- _MATERIAL_
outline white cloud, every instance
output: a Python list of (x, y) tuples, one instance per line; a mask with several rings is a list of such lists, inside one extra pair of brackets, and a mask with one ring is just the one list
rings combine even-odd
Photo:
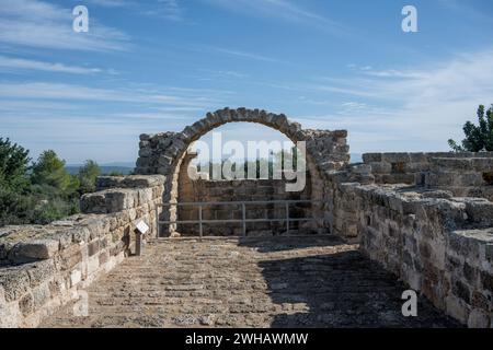
[(493, 103), (493, 50), (457, 55), (428, 67), (366, 70), (302, 88), (353, 98), (328, 115), (301, 115), (311, 127), (346, 128), (355, 152), (448, 150), (479, 104)]
[(74, 50), (122, 50), (127, 36), (101, 25), (90, 13), (89, 33), (72, 30), (71, 9), (44, 1), (0, 0), (0, 43)]
[(64, 63), (51, 63), (32, 59), (13, 58), (0, 56), (0, 71), (7, 70), (41, 70), (47, 72), (72, 73), (72, 74), (94, 74), (102, 70), (99, 68), (87, 68), (78, 66), (66, 66)]
[(206, 2), (230, 11), (253, 16), (277, 18), (288, 22), (316, 24), (335, 33), (347, 31), (341, 23), (306, 10), (288, 0), (205, 0)]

- _AIM OF THE EXERCISE_
Lay out every line of the records above as a JSON list of strings, one string per line, with blank lines omitted. Leave the pictures out of the answer.

- _TASK SOLUTION_
[
  "outline white cloud, every instance",
  "output: a Python list of (x, y) tuples, one instance per line; a mask with several rings is a list of such lists, inside one extra pair of brackets, and a mask with one ring is just the one list",
  "rings combine even-odd",
  "Photo:",
  "[(493, 103), (493, 50), (457, 55), (428, 67), (366, 70), (302, 88), (353, 98), (328, 115), (301, 115), (311, 127), (346, 128), (355, 152), (448, 150), (479, 104)]",
  "[(74, 50), (122, 50), (127, 36), (101, 25), (90, 13), (89, 33), (72, 30), (71, 9), (44, 1), (0, 0), (0, 43)]",
  "[(64, 63), (51, 63), (32, 59), (13, 58), (0, 56), (0, 71), (7, 70), (41, 70), (47, 72), (72, 73), (72, 74), (94, 74), (102, 70), (99, 68), (87, 68), (78, 66), (66, 66)]",
  "[(206, 2), (230, 11), (253, 16), (277, 18), (288, 22), (316, 24), (335, 33), (347, 31), (341, 23), (306, 10), (288, 0), (205, 0)]"
]